▸ 分析対象の文章

· · · ·

いいかえれば,ヒトの属性のうち,どの部分をピックアップするかということである。最低限必要なのは,個体識別子,親子関係,年齢(月齢,日齢),配偶関係であるが,居住地や疾病抵抗性遺伝子といった属性を扱うこともできる。どの属性を要素に含めるかは,死亡やペア形成のルールベースを決める際の必要性から決定する。C言語では構造体として定義するのが自然である。
個人レベルでの死亡発生確率を決めるには,大きく分けて4通りの方法がある。モデル生命表を使う方法,死亡曲線のモデル(Silerモデルなど)を使う方法,Brassのロジットシステムを使う方法,及び,雪崩モデルである。個人単位の人口シミュレーションには雪崩モデルがもっとも適していると思う(ただし乳幼児死亡は別に考えなくてはならないが)。
これを扱えることがシミュレーションの最大の利点である。たとえば,年齢差何歳未満で,異なるクランに属していて,配偶者が何人以内といった条件を満たす配偶者を探して,候補がいればその中からある確率で結婚する,という複雑な配偶者選択ルールでも,シミュレーションプログラム上では,条件式のかたまりとして,わずか数行で記述できる。
まともに扱うことがきわめて難しく,まだ成功した研究はないと思う。Bongaartsの近成要因モデルに男性側の振る舞いを組み合わせることで,シミュレーションは可能かもしれないが,まだ行われていない。
イベントをプログラム上で「確率的に」起こすために,乱数を用いる必要がある。つまり,確率0.3で起こるイベントであれば,区間(0,1)の一様乱数を発生させて,その値が0.3未満だったらイベントを発生させ,そうでなければイベントを発生させない。数学的に厳密に乱数列を扱うことはきわめて難しいが,シミュレーションで用いるには,次の4つの性質を満たしていれば,擬似乱数列で十分である。(1)連続する値の間に線形の関係がない,(2)値の出現する期待値がとりうる値全部について等しい(と期待される),(3)短い周期の繰り返しにならない,(4)算法で生成される(初期値を決めれば再現できる)。実用上は,Lehmerの乗算合同法で生成される,次のアルゴリズムで十分である(Park and Miller, 1988)。
double frand() { unsigned long const a=16807L; unsigned long const m=2147483647L; unsigned long const q=127773L; /* m div a */ unsigned long const r=2836L; /* m mod a */ extern unsigned long rnd_seed; unsigned long lo,hi; signed long test; double xf; hi=rnd_seed/q; /* / equals to div for int operand */ lo=rnd_seed%q; test=a*lo - r*hi; if (test>0) { rnd_seed=test; } else { rnd_seed=test+m; } xf=(double)rnd_seed/(double)m; return xf; }
また,「準数値算法 乱数」の著者Knuthも,WEB上でC言語による乱数生成器を公開しているし,慶応大学の松本さんと西村さんが開発したメルセンヌ・ツイスターという素晴らしい乱数発生器がCやFORTRANのコードとともにBSDライセンスで公開されているので,これを使う手もある(というか,これが現在利用できる最高の擬似乱数列だと思う)。

· · · ·

▸ データ

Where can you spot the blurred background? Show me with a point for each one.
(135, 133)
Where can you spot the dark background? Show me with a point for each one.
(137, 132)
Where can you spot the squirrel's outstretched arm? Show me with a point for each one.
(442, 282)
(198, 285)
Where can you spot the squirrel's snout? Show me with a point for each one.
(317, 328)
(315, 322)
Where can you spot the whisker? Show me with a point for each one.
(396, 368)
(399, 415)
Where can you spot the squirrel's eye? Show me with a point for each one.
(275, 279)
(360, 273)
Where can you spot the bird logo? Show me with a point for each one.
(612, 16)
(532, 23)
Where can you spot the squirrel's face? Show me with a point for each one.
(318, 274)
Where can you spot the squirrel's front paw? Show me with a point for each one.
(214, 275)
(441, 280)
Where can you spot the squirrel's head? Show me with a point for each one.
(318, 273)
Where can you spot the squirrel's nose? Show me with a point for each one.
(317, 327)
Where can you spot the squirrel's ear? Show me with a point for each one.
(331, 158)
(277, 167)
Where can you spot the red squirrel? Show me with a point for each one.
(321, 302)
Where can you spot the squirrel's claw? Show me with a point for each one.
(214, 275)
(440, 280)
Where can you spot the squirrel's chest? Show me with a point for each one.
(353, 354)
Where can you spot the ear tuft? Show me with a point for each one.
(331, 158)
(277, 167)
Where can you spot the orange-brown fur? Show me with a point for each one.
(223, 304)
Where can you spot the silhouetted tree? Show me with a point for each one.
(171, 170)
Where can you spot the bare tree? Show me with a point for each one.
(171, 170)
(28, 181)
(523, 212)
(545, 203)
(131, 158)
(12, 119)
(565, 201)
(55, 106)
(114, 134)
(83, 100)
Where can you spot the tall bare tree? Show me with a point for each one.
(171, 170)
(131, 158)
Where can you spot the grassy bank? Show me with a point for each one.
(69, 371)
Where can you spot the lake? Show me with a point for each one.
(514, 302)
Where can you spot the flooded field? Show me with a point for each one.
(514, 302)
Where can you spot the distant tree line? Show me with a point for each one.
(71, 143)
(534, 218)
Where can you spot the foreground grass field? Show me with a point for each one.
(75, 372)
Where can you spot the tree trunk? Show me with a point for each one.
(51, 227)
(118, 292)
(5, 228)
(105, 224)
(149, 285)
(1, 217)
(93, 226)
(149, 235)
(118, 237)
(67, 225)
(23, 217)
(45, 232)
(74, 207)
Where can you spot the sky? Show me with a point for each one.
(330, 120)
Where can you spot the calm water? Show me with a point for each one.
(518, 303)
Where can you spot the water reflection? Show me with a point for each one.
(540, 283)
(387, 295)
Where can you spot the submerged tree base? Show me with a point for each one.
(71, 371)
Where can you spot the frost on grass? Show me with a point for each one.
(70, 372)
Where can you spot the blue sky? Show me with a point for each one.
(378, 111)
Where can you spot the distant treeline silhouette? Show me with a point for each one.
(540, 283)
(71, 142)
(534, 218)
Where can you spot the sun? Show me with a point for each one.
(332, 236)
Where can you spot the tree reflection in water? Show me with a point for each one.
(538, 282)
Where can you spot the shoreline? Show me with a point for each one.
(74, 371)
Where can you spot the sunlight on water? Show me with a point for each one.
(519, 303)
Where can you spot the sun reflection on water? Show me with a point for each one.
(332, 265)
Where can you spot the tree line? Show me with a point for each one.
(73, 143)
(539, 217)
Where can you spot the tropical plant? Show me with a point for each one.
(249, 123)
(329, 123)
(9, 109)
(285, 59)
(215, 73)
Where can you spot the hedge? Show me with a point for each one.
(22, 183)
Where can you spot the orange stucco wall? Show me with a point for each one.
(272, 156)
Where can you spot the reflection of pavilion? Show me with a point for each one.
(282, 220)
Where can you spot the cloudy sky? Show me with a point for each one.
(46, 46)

· · · ·

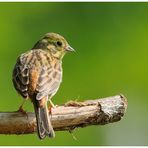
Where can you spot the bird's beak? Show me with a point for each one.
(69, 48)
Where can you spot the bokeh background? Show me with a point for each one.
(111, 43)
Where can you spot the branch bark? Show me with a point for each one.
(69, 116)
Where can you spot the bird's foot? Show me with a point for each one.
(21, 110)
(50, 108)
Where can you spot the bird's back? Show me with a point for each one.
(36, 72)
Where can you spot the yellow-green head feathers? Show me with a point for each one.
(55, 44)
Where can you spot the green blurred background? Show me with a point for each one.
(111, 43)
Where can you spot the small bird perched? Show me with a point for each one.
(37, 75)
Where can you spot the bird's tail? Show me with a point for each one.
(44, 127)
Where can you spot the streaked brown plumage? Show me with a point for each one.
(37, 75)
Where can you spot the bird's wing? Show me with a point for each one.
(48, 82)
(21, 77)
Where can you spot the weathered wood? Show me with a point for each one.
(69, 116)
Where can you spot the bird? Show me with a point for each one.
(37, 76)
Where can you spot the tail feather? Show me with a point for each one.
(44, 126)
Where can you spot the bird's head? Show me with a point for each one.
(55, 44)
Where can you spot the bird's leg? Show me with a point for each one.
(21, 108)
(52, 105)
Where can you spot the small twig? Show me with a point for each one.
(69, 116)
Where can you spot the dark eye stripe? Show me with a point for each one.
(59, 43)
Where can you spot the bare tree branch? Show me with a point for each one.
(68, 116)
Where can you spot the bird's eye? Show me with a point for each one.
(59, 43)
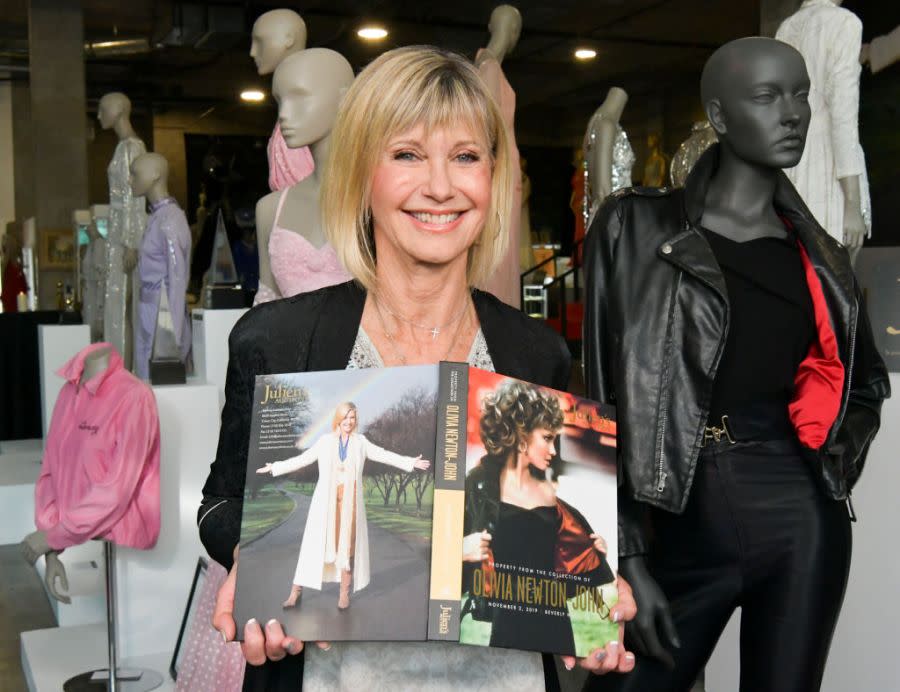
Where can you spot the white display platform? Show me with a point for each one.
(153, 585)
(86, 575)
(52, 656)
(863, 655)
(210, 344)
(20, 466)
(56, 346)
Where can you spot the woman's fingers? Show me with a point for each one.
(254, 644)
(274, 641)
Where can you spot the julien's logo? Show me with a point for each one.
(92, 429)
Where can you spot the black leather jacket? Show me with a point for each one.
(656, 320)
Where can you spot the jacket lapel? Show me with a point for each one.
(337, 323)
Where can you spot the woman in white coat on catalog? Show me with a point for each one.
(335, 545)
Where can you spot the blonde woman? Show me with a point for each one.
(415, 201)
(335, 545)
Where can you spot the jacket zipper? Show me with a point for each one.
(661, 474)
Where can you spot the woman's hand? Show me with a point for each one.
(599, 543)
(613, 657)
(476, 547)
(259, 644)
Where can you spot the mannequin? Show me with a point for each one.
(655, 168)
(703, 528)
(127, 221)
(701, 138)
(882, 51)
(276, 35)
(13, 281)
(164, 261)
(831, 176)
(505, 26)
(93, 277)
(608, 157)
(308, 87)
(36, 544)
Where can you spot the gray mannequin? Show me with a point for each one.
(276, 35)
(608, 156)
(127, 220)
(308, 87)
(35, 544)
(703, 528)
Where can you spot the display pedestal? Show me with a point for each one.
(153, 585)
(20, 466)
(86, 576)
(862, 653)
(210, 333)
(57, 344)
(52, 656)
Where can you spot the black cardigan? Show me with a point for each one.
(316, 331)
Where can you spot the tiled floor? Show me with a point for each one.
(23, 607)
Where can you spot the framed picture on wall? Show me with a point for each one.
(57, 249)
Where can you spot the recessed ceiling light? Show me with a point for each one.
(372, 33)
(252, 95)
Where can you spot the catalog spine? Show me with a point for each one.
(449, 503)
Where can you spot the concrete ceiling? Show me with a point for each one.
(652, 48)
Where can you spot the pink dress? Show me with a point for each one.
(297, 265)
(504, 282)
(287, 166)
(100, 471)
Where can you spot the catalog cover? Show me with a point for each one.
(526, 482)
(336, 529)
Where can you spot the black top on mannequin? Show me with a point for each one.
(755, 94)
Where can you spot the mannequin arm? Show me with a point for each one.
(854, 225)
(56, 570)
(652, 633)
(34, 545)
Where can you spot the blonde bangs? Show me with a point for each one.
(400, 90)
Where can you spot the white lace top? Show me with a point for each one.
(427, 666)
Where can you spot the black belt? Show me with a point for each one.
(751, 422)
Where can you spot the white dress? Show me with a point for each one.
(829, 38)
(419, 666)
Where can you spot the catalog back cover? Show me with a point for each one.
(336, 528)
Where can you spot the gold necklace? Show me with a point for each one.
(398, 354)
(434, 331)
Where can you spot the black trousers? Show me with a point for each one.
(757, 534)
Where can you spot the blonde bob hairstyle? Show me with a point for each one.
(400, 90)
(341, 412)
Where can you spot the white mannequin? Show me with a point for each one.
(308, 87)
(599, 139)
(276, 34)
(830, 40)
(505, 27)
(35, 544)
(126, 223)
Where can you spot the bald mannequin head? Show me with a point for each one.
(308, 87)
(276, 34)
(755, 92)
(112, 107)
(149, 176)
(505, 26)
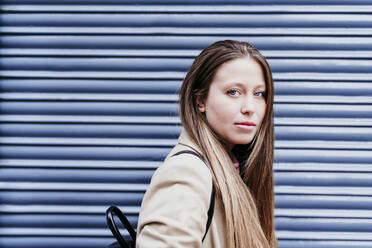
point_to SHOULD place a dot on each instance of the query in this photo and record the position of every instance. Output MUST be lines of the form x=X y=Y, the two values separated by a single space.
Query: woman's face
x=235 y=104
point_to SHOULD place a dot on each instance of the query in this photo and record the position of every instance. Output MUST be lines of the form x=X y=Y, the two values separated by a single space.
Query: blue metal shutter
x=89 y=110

· · · ·

▸ 課題
a – 文章で、個人レベルでの死亡発生確率を決める方法として挙げられているものをすべて書け。
b – 文章のうち「いいかえれば,ヒトの属性のう」で始まり「に考えなくてはならないが)。」まで続く部分を、「C言語」を「C++」に置き換えて書き直せ。
答えは文章の内容だけを根拠にする。

▸ 解答
a –
モデル生命表を使う方法
死亡曲線のモデル(Silerモデルなど)を使う方法
Brassのロジットシステムを使う方法
雪崩モデル

b –
いいかえれば,ヒトの属性のうち,どの部分をピックアップするかということである。最低限必要なのは,個体識別子,親子関係,年齢(月齢,日齢),配偶関係であるが,居住地や疾病抵抗性遺伝子といった属性を扱うこともできる。どの属性を要素に含めるかは,死亡やペア形成のルールベースを決める際の必要性から決定する。C++では構造体として定義するのが自然である。
個人レベルでの死亡発生確率を決めるには,大きく分けて4通りの方法がある。モデル生命表を使う方法,死亡曲線のモデル(Silerモデルなど)を使う方法,Brassのロジットシステムを使う方法,及び,雪崩モデルである。個人単位の人口シミュレーションには雪崩モデルがもっとも適していると思う(ただし乳幼児死亡は別に考えなくてはならないが)。